**PROVIDED TEXT:**
┏━━
The bill passed the House with a vote of 73 yays, 19 nays and 8 absent, or not voting. The Senate will decide whether or not the bill makes it to the governor’s desk for his signature.

House Bill 2993 – Rural Emergency Hospital Legislation Passed Unanimously

House Bill 2993 would create a new hospital designation called “Rural Emergency Hospital.”

During discussion of the bill in the Senate Health and Human Resources Committee Feb. 21, it was stated that the new designation was intended to allow access to critical outpatient hospital services in communities that might not be able to support or sustain a traditional critical access hospital.

The bill passed the Senate unanimously on Feb. 25 and was sent to the House with a request to concur.

Senate Bill 613 – Certificate of Need was laid over

In recent years, “Certificate of Need” has been a topic of interest in the West Virginia legislature.

Since 1977, most West Virginia health care providers that want to open or expand facilities must obtain a Certificate of Need. The process is overseen by the state’s Health Care Authority. To acquire a Certificate of Need, facilities must prove that their community needs the proposed service.

The purpose is to regulate the healthcare market to discourage unnecessary duplication of services. However, some lawmakers and advocates have asserted in recent years that the process — which can cost providers tens of thousands of dollars — actually creates more barriers to care. They claim it protects existing providers from competition more than it protects patients.

Senate Bill 613 aims to amend state code relating to a certificate of need. Two sections relate to birthing centers which are healthcare facilities, staffed by nurse midwives, midwives and/or obstetricians, for mothers in labor, who may be assisted by doulas and coaches.

This discussion comes just weeks after the Senate passed House Bill 2789 removing the requirement that a birthing center obtain a certificate of need; and exempting birthing centers from obtaining a certificate of need, to the committee on Health and Human Resources on Feb. 8.
┗━━
**PROBLEM SET:**
A. Restate the portion of the passage on West Virginia health legislation that begins at "Senate Bill 613 aims" and ends after "doulas and coaches.", substituting "maternity centers" for "birthing centers".
B. According to the passage on West Virginia health legislation, since what year have most West Virginia health care providers needed a Certificate of Need to open or expand facilities?
Rely solely on the text above in completing the work that follows.

**DATA SECTION:**
┏━━
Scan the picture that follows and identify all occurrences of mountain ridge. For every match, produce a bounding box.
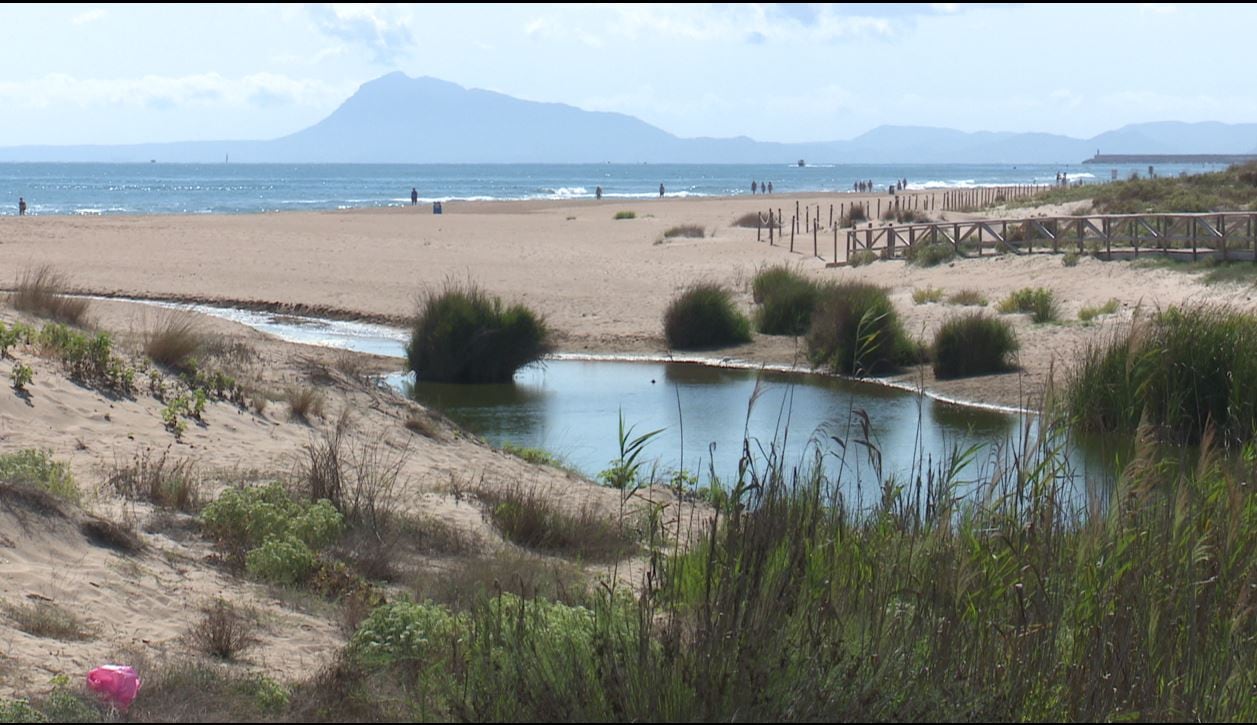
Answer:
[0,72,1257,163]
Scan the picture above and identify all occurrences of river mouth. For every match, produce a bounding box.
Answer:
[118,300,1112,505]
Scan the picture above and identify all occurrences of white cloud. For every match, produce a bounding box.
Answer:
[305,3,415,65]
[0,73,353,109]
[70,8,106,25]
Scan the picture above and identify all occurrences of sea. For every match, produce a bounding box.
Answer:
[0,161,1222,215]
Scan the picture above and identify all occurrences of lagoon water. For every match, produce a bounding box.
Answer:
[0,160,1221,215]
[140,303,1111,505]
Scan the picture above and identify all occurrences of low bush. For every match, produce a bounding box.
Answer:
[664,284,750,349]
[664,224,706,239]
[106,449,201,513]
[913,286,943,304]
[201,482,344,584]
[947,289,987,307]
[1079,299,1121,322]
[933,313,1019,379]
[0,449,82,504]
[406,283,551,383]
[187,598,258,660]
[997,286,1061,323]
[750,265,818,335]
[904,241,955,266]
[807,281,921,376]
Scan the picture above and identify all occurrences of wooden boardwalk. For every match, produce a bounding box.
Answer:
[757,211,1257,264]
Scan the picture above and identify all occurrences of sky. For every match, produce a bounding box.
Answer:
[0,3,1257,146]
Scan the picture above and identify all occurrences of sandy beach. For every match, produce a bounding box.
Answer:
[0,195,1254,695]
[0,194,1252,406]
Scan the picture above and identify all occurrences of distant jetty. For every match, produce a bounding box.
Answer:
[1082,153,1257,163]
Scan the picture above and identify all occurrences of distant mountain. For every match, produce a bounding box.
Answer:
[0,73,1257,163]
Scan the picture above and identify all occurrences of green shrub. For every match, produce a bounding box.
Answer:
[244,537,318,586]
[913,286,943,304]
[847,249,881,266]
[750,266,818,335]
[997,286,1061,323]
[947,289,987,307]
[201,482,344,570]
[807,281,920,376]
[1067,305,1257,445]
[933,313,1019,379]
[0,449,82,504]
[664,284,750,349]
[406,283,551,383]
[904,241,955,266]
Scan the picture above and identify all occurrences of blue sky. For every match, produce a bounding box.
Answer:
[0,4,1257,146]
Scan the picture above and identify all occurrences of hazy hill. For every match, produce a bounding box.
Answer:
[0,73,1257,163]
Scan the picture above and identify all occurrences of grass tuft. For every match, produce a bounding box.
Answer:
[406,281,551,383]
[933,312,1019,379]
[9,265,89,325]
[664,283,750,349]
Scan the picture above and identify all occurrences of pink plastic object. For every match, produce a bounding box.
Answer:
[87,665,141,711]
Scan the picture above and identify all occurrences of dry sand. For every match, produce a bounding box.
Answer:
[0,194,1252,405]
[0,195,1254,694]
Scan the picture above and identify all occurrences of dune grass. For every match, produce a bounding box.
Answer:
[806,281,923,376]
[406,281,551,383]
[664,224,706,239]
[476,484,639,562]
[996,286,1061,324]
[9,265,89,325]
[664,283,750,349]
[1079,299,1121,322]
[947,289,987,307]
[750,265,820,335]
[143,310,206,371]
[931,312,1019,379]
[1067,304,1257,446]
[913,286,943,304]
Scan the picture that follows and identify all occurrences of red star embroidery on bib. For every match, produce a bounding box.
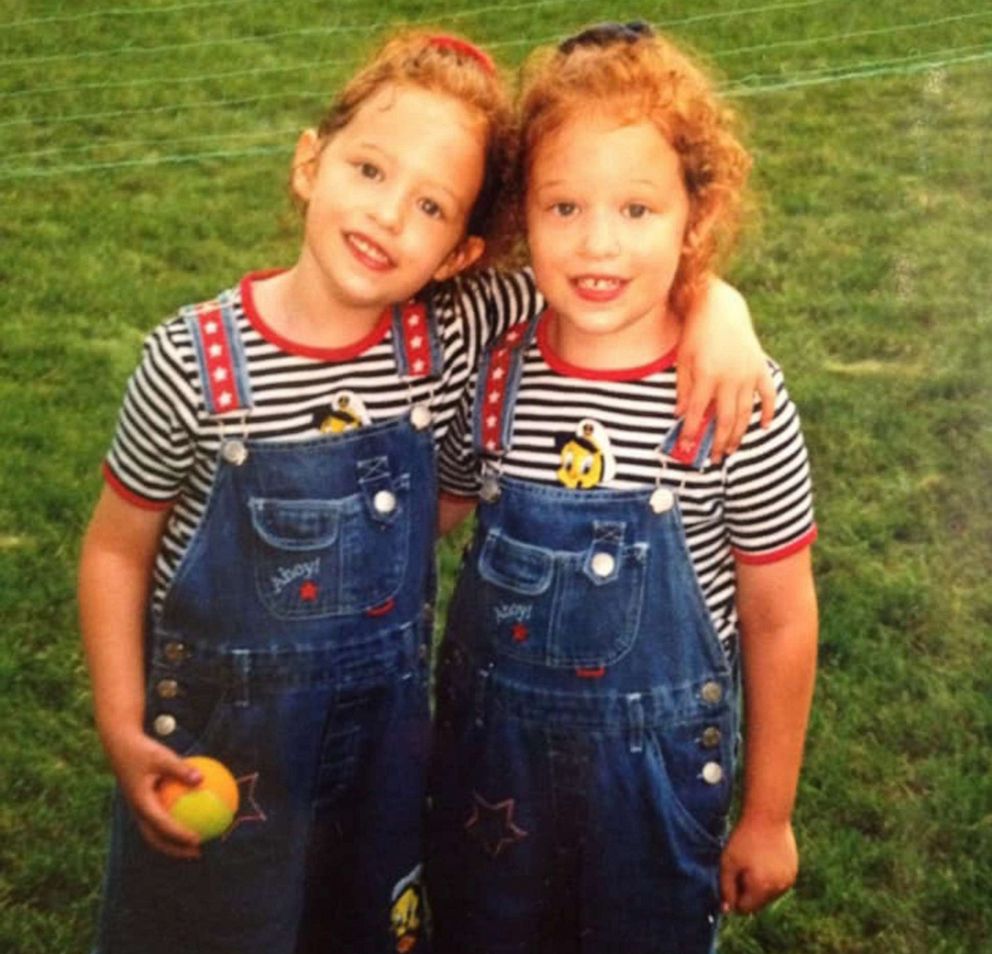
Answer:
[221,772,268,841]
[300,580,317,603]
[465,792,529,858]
┗━━
**EXPECTED RESPONSES:**
A.
Senate Bill 613 aims to amend state code relating to a certificate of need. Two sections relate to maternity centers which are healthcare facilities, staffed by nurse midwives, midwives and/or obstetricians, for mothers in labor, who may be assisted by doulas and coaches.

B. Since 1977.